(Items stored from a collection)
-- start --

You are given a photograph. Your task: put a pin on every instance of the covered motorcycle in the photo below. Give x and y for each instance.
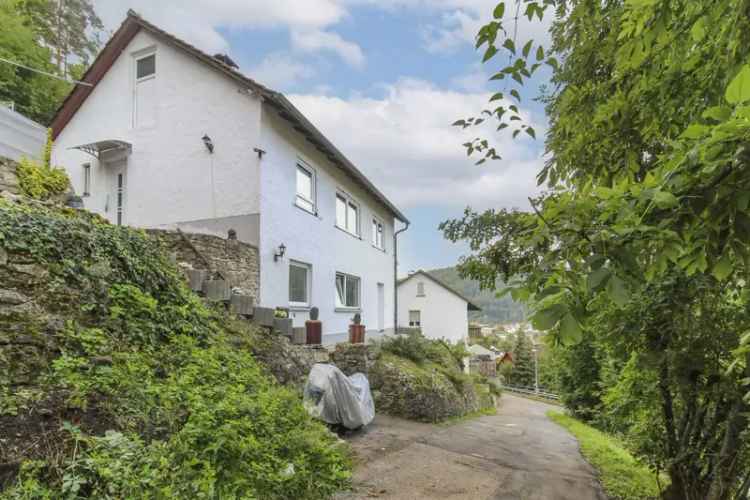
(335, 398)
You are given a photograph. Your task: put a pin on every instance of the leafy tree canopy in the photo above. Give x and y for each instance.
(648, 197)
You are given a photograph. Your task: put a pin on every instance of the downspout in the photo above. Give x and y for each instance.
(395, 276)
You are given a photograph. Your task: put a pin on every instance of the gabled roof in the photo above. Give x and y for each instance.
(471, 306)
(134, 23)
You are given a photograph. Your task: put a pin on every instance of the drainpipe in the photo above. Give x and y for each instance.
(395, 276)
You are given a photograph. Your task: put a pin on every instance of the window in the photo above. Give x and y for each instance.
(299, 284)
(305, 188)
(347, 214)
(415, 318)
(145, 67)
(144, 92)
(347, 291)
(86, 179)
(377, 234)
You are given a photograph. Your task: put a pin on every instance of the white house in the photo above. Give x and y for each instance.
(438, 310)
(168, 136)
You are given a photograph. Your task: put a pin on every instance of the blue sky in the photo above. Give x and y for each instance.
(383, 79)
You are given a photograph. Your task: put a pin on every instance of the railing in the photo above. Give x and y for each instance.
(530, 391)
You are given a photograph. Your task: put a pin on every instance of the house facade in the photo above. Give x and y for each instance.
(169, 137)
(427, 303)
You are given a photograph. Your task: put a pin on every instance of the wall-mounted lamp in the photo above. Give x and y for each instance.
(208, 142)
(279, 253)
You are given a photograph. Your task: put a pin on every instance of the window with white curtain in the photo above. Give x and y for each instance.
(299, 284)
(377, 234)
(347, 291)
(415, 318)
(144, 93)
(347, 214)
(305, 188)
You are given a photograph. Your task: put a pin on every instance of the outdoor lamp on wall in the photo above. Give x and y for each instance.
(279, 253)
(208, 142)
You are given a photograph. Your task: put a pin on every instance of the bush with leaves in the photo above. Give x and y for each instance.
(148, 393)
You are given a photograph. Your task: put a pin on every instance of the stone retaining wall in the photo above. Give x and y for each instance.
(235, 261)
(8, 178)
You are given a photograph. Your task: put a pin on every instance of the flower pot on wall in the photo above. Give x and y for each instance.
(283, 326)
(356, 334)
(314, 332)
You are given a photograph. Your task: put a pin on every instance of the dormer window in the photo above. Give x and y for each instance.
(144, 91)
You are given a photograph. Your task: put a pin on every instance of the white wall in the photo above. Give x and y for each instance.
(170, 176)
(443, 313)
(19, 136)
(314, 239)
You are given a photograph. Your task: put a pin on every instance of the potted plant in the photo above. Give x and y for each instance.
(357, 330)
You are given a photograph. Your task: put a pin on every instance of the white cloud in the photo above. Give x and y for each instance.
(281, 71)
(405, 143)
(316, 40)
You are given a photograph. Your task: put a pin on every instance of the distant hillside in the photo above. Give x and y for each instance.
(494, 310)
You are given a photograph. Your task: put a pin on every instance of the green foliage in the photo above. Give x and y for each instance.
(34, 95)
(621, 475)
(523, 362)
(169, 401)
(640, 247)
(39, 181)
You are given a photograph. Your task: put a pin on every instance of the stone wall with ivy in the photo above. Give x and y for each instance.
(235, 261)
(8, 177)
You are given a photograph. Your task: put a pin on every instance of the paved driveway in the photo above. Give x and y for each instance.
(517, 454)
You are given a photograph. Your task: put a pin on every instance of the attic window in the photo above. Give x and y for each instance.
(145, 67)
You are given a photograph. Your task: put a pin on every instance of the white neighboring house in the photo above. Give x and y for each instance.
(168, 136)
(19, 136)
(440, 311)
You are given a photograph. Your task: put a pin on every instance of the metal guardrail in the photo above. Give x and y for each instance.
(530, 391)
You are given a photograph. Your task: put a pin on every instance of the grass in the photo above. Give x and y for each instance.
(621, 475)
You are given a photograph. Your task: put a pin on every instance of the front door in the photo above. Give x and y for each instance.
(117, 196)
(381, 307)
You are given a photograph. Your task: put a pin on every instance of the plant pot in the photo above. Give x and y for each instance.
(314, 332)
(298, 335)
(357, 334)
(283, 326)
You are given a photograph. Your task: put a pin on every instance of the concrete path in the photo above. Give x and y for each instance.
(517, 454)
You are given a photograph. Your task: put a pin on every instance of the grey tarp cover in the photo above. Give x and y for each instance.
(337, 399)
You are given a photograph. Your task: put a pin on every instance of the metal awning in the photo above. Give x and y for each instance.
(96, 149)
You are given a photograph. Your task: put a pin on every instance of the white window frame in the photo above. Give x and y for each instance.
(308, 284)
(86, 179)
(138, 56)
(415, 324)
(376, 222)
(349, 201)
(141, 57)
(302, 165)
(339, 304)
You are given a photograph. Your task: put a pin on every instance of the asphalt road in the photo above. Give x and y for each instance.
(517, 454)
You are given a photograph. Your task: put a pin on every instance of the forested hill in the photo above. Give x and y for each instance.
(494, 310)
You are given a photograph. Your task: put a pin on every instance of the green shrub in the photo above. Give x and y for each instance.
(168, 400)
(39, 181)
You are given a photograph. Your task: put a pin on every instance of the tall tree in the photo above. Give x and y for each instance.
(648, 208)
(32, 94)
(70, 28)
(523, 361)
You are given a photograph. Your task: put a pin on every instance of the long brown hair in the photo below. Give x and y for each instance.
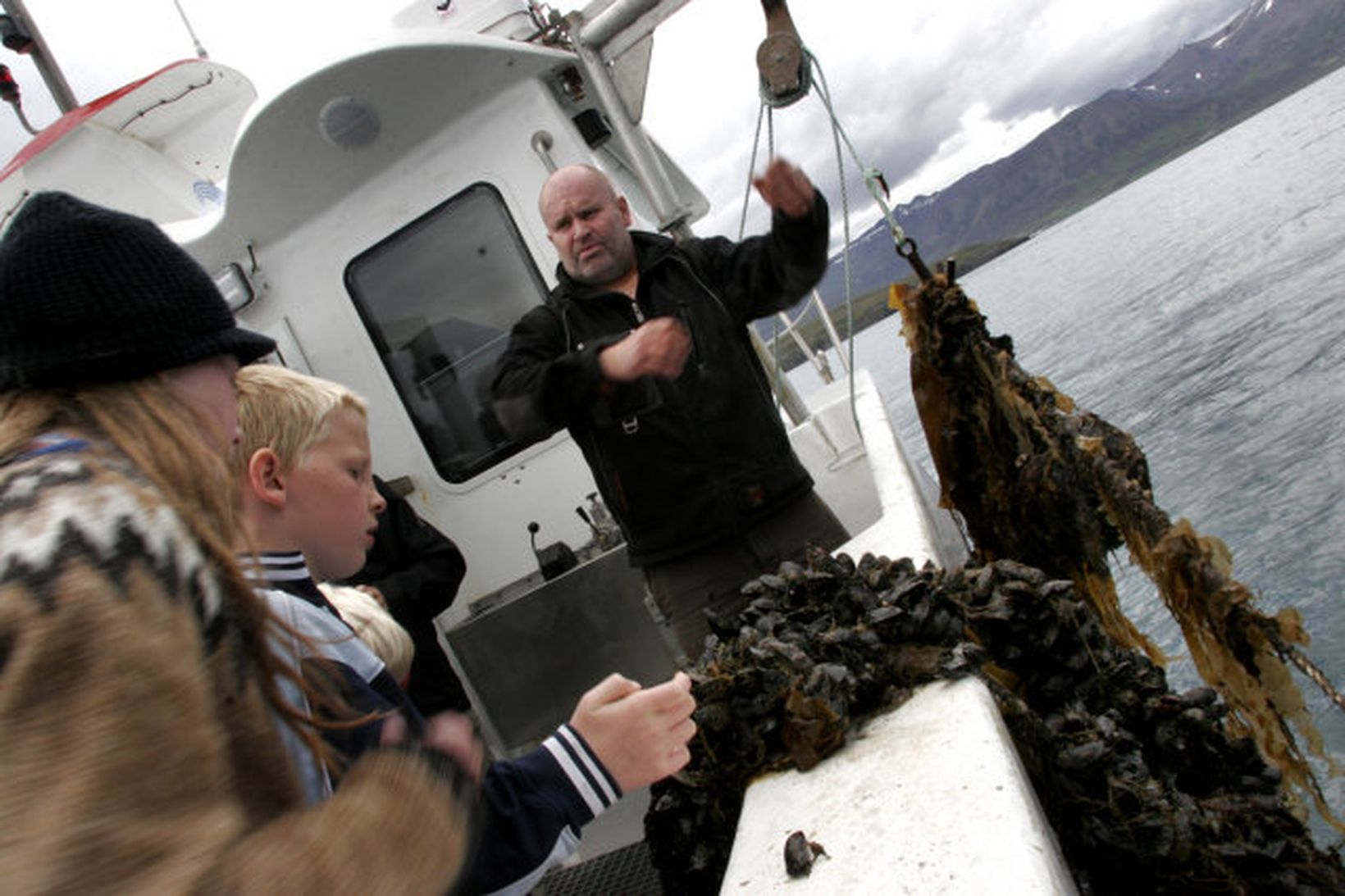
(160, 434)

-- end --
-- start --

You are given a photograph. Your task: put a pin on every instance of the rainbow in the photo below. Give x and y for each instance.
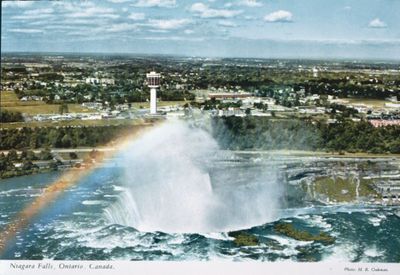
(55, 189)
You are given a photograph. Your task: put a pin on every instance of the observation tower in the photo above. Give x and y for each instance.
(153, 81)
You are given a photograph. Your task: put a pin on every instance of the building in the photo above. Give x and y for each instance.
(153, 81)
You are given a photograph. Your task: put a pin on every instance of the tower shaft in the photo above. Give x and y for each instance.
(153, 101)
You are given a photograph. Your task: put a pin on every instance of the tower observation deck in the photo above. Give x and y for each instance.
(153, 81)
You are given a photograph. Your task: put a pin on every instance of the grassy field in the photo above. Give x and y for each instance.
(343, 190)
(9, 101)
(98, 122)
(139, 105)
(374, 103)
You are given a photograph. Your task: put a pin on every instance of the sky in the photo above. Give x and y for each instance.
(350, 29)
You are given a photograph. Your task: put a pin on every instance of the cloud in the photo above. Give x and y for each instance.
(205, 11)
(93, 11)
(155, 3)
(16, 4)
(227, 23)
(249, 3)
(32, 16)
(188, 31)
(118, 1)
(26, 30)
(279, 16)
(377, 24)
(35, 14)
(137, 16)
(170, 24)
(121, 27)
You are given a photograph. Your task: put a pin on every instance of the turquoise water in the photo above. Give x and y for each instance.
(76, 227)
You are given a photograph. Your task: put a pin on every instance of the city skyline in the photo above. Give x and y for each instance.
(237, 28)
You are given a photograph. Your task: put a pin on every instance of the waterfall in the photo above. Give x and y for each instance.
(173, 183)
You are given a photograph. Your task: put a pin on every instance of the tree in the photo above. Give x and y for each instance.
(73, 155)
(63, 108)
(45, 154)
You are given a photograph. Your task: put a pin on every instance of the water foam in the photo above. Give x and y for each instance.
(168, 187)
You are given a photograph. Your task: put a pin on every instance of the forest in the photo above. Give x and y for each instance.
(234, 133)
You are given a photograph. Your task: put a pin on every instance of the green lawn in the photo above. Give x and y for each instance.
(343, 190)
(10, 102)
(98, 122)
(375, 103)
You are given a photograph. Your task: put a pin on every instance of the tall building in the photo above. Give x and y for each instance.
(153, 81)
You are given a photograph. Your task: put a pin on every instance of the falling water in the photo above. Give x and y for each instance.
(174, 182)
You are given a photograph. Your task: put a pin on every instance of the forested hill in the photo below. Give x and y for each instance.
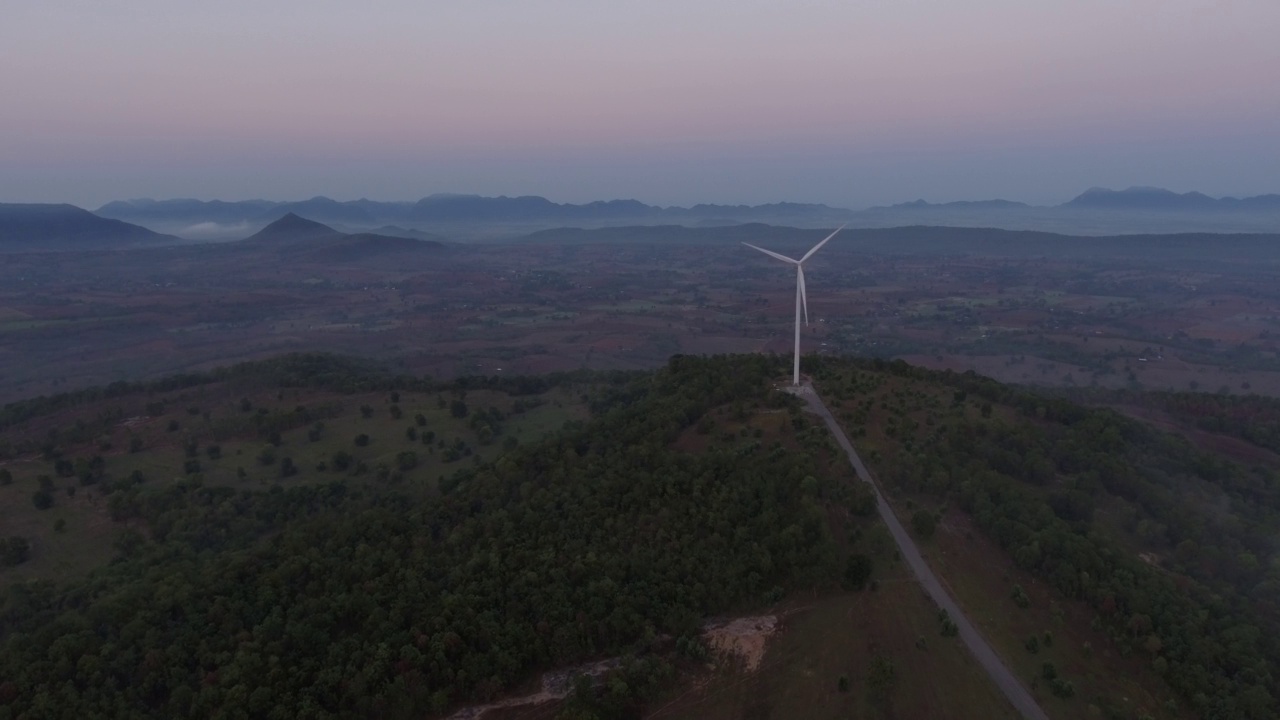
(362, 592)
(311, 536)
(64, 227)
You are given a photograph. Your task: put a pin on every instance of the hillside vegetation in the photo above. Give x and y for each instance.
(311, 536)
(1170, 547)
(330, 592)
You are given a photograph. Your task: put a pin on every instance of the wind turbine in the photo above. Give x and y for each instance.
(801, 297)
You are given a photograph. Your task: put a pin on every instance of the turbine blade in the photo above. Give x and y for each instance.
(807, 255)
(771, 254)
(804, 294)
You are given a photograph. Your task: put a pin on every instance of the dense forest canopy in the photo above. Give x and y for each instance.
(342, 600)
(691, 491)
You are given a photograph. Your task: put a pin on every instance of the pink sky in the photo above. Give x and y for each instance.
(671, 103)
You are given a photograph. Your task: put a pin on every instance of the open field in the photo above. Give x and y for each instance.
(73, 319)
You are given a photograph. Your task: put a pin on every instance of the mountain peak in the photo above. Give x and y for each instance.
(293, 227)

-- end --
-- start --

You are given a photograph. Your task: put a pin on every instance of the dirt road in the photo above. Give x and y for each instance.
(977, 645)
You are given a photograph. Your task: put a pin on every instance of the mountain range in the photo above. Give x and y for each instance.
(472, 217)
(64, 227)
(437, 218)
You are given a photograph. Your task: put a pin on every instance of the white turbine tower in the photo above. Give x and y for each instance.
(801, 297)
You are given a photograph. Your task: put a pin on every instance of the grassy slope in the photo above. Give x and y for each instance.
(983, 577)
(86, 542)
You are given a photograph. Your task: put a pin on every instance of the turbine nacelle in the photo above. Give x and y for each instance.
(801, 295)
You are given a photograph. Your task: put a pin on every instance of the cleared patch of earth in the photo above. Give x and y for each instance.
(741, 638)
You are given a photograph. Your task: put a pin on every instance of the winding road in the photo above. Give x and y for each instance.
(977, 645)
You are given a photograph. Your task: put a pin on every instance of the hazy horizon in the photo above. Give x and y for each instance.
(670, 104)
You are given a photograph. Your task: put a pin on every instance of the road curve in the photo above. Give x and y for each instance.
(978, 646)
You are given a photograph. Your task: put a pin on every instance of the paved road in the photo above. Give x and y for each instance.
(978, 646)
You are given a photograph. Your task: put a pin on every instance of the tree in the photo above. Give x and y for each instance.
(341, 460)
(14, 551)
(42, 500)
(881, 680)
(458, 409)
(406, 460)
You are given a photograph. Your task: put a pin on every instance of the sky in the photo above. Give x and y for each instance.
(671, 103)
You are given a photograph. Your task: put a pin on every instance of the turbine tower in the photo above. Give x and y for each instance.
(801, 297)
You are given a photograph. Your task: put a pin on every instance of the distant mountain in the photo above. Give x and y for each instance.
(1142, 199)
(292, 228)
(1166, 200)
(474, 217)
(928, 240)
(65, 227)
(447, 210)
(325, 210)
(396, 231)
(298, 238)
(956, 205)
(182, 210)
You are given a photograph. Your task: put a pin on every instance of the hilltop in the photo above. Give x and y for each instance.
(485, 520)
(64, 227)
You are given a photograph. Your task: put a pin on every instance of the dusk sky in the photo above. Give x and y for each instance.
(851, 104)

-- end --

## INSTRUCTIONS FOR THE TASK
From the listing above, pick out and copy every line that contains the string "hillside". Matching is case-sensitive.

## THE ANSWER
You are given a photograph. Your task: put a pin on every instance of the distant hillside in the photo above. Give x and y for each instance.
You are given a photograph. Your task: put a pin on every instance of the hillside vegetation in the photo above. Give x and y for each instance.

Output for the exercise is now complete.